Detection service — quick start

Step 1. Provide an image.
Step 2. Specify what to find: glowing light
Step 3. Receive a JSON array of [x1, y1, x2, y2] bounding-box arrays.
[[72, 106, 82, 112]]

------------------------------------------------------------

Turn the records above into a Markdown table with two columns, "Row" and "Line". Give each non-blank line its own numbered row.

== THE OUTPUT ==
| Row | Line |
|---|---|
| 1 | Detection service — quick start |
| 2 | Step 1. Provide an image. |
| 3 | Step 2. Specify what to find: glowing light |
| 4 | Step 3. Receive a JSON array of [x1, y1, x2, y2] bounding-box arrays. |
| 5 | [[72, 106, 82, 112]] |